EXERCISE A ▸
Pick out every line in the entries that contains the string "query", and copy each one.

PROVIDED PASSAGE ▸
+++++

# Fleetwood Flair Diesel questions



## jdlnorcal (Jan 28, 2006)

Even though I have had my MH for almost a year now, I still have some questions that I can't seem to get answered,Please help
1 Where can I get the engine manual for the 6.5TD engine?
2 Where can I find the fuel/water seperator?
3 Where can I find the invertor?
4 Aside from the fuel filter that sits on top of the engine, is there a secondary filter?
5 is it of any use to add a 1500 watt second invertor?
6 after hooking into the cable tv cable to the outside, where is the other end to hook the tv's into?
7 and lastly, when you look at the engine, from the rear of the MH, on the left side I see the coolent resavior, and I see what looks like a simular resivor on the right side, but it dosen't look like coolent in this one, anyone know just what the one on the right is?

Thanks a lot
Elie


----------



## jdlnorcal (Jan 28, 2006)

Fleetwood Flair Diesel questions

PS The above motor home is a 1994 Fleetwood Flair diesel pusher with a 6.5L TD engine
Thanks again
Elie


----------



## ARCHER (Jan 29, 2006)

+++++

MATERIAL FOR THE TASK ▸
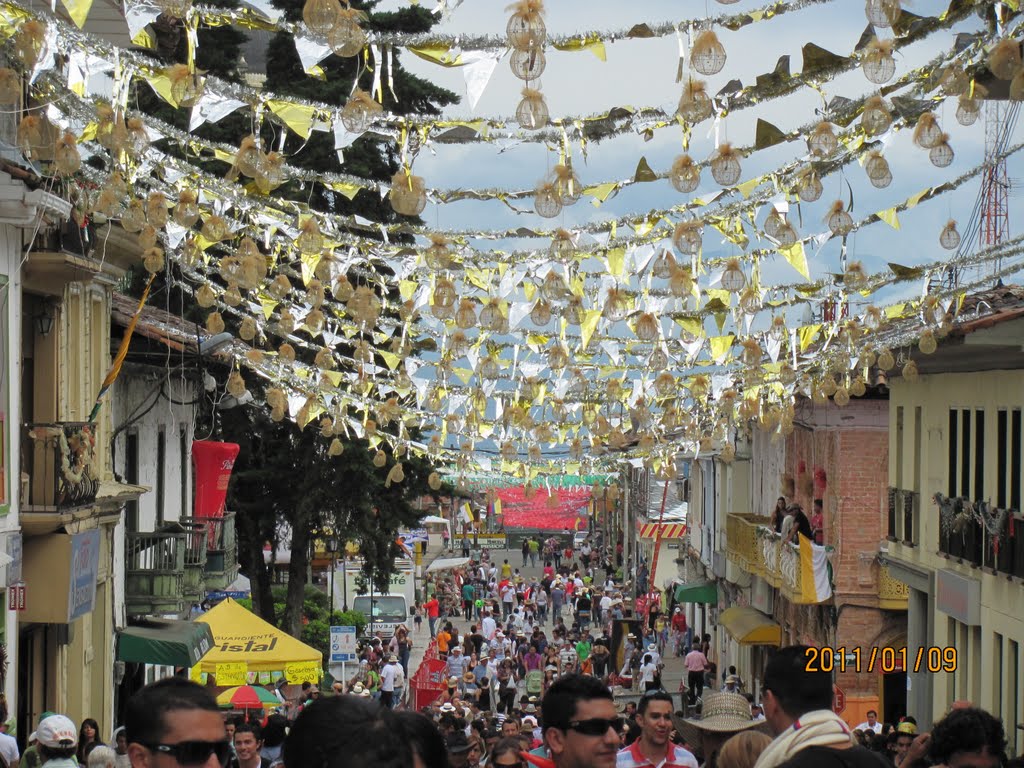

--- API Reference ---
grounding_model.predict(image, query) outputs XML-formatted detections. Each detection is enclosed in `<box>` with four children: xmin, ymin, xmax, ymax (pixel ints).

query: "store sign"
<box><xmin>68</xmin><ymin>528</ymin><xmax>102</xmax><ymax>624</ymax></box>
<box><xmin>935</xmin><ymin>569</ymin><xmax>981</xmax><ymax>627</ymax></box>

+++++

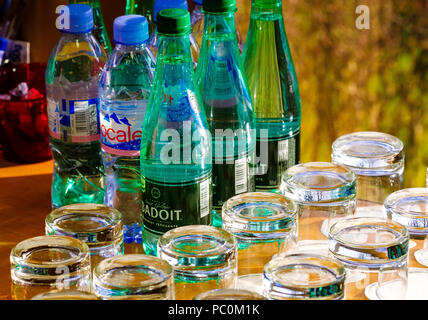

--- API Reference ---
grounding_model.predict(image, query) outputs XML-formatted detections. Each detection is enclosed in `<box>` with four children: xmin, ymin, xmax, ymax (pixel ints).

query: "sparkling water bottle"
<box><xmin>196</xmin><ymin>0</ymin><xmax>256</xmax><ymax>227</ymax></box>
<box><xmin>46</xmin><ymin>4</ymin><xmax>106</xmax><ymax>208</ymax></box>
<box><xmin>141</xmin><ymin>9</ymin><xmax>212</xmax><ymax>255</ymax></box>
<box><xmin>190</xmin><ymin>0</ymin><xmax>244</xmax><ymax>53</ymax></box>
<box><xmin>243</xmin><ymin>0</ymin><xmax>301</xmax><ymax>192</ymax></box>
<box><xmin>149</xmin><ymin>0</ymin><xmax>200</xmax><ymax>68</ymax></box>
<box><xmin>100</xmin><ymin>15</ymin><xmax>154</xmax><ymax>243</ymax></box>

+++++

EXERCISE B ▸
Answer these questions using the forum thread about the Fleetwood Flair diesel above:
(i) What model year is the motor home?
(ii) What wattage does the poster give for the possible second inverter?
(iii) What name does the poster sign the posts with?

EXERCISE ANSWER A ▸
grounding_model.predict(image, query) outputs XML-formatted detections. Each detection is enclosed in `<box>` with four children: xmin, ymin, xmax, ymax (pixel ints).
query: "store sign"
grounding_model.predict(image, query) outputs XML-formatted detections. Each detection is enclosed in `<box>` with four children: xmin, ymin, xmax, ymax (pixel ints).
query: "sparkling water bottle"

EXERCISE ANSWER B ▸
(i) 1994
(ii) 1500 watts
(iii) Elie